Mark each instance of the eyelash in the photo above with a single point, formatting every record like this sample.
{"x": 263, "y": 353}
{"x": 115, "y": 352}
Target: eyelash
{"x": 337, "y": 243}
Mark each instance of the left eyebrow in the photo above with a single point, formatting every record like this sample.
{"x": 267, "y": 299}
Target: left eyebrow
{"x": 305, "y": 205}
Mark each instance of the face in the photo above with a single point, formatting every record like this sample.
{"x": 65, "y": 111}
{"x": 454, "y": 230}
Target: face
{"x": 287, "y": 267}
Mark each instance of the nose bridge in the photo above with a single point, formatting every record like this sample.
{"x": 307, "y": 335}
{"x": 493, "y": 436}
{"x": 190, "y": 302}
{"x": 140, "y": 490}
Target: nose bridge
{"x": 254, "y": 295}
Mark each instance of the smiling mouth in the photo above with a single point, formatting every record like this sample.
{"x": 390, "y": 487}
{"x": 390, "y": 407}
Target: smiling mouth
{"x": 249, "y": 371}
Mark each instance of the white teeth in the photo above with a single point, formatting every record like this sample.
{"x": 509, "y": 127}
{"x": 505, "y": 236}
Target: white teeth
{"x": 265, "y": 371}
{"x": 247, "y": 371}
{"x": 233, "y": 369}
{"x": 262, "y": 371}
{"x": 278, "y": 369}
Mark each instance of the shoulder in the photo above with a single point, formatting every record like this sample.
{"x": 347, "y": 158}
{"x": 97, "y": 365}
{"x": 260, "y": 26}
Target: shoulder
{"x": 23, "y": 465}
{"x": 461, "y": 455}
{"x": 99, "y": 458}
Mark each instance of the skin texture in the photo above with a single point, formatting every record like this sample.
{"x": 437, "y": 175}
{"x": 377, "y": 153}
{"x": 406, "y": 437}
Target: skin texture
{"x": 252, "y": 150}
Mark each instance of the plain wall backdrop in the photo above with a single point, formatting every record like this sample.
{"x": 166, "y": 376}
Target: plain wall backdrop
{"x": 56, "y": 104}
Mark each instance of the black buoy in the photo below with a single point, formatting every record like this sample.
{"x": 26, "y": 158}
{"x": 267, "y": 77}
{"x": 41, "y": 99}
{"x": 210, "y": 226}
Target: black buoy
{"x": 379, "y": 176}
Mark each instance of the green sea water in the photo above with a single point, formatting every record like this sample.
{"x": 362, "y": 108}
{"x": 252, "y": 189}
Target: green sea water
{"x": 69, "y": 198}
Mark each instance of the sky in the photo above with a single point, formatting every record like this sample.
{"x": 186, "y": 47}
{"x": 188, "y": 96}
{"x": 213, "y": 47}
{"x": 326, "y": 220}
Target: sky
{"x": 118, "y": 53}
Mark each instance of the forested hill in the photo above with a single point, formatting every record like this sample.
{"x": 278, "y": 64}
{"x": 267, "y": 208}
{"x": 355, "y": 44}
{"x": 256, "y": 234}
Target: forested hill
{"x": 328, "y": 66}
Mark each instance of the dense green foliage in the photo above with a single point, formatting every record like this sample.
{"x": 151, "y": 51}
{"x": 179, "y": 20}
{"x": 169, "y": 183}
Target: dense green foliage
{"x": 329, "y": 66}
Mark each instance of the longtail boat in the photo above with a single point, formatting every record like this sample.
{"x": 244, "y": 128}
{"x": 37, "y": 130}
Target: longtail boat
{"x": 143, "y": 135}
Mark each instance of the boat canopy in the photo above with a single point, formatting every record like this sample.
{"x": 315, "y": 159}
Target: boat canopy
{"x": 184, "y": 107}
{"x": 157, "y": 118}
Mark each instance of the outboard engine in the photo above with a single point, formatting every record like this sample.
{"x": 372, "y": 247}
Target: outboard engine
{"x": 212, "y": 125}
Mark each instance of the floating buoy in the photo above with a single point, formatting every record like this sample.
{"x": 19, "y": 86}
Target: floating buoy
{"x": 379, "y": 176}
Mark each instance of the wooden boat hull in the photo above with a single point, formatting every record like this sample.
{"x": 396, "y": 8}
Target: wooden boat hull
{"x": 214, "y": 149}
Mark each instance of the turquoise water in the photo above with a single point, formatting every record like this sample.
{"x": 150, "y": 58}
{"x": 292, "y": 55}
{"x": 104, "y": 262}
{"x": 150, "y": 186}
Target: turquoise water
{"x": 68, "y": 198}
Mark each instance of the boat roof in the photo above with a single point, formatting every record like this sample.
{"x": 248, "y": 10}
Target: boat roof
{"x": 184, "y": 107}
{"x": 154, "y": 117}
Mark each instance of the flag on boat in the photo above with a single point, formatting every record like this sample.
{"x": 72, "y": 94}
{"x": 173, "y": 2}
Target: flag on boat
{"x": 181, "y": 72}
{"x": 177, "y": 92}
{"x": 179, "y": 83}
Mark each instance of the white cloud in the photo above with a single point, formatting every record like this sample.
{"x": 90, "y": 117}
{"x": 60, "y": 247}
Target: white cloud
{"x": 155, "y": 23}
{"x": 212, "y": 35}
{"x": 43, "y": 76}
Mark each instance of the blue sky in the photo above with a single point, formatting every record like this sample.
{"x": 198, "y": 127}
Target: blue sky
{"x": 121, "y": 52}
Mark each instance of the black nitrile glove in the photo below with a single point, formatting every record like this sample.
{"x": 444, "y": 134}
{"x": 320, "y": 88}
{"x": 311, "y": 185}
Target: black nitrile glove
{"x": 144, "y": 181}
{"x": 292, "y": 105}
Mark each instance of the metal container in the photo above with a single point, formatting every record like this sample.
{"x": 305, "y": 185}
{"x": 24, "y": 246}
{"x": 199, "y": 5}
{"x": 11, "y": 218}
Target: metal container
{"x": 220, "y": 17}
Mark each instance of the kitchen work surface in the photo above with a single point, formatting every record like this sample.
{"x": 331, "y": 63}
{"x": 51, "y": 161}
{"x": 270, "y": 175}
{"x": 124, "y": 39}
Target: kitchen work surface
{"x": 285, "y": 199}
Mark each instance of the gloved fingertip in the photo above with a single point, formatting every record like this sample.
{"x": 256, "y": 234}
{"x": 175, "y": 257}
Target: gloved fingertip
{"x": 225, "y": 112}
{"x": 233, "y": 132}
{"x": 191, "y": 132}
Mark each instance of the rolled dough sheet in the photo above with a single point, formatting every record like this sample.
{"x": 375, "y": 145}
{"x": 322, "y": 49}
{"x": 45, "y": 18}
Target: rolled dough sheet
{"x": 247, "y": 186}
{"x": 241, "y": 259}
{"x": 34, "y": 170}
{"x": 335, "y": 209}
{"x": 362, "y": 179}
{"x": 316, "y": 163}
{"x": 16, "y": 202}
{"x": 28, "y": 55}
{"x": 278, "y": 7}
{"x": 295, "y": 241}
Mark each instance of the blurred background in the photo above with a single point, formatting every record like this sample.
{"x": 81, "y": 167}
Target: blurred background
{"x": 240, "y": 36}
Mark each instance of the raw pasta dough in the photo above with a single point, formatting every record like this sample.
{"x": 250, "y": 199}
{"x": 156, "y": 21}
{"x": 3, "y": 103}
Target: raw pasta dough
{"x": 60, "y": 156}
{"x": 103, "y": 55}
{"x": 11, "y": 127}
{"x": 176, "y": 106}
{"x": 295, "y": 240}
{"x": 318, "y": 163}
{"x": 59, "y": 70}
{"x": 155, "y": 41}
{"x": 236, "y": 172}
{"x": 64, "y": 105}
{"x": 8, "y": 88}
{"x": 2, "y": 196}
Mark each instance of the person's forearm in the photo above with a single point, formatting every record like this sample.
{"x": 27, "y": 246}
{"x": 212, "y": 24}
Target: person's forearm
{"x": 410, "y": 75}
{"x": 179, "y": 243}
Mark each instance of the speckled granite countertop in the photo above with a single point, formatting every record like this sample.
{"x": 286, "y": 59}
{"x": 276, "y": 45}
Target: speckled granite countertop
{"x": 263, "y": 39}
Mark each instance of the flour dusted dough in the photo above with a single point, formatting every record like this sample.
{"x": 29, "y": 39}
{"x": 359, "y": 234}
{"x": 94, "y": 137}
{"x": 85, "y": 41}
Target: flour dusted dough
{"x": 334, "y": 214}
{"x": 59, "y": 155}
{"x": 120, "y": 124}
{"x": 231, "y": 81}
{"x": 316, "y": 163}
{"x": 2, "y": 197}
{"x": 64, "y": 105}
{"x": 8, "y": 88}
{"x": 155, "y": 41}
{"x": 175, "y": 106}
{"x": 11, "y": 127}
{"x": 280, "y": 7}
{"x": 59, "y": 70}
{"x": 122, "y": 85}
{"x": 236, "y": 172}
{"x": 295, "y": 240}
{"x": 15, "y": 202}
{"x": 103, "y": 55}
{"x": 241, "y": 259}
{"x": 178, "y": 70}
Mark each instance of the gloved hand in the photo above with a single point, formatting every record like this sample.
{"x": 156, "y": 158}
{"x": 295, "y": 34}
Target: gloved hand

**Problem to solve:**
Only the lines from the one containing "Mark each instance of the blurred" through the end of the material should be reproduced, exactly, with both ends included.

**Answer to this exercise:**
Mark each instance of the blurred background in the photo above with a single point, formatting every record like this sample.
{"x": 81, "y": 167}
Target: blurred background
{"x": 240, "y": 36}
Mark each instance of the raw pasta dough in the photo above with a single point, formatting every record like this sample.
{"x": 250, "y": 199}
{"x": 156, "y": 21}
{"x": 3, "y": 103}
Target: raw pasta dough
{"x": 60, "y": 156}
{"x": 103, "y": 55}
{"x": 11, "y": 127}
{"x": 176, "y": 106}
{"x": 295, "y": 240}
{"x": 318, "y": 163}
{"x": 59, "y": 70}
{"x": 155, "y": 41}
{"x": 236, "y": 172}
{"x": 64, "y": 105}
{"x": 8, "y": 88}
{"x": 2, "y": 196}
Mark each instance of the person's forearm in the photo above with a single point, formatting every record like this sample.
{"x": 27, "y": 246}
{"x": 212, "y": 24}
Target: person's forearm
{"x": 410, "y": 75}
{"x": 179, "y": 243}
Mark each instance of the speckled granite countertop in the photo above with a single point, formatting every record like this sample.
{"x": 286, "y": 59}
{"x": 276, "y": 45}
Target: speckled granite countertop
{"x": 263, "y": 39}
Mark each instance of the flour dusted dough in the photo above with a single point, formatting every record like this sample.
{"x": 29, "y": 39}
{"x": 359, "y": 234}
{"x": 94, "y": 137}
{"x": 85, "y": 41}
Target: flour dusted dough
{"x": 334, "y": 214}
{"x": 59, "y": 155}
{"x": 120, "y": 124}
{"x": 231, "y": 81}
{"x": 316, "y": 163}
{"x": 2, "y": 197}
{"x": 64, "y": 105}
{"x": 8, "y": 88}
{"x": 155, "y": 41}
{"x": 175, "y": 106}
{"x": 11, "y": 127}
{"x": 280, "y": 7}
{"x": 59, "y": 70}
{"x": 122, "y": 85}
{"x": 236, "y": 172}
{"x": 295, "y": 240}
{"x": 15, "y": 202}
{"x": 103, "y": 55}
{"x": 241, "y": 259}
{"x": 178, "y": 70}
Mark each instance of the gloved hand in the photo above with a single point, formatting every record like this sample.
{"x": 156, "y": 158}
{"x": 295, "y": 34}
Target: gloved hand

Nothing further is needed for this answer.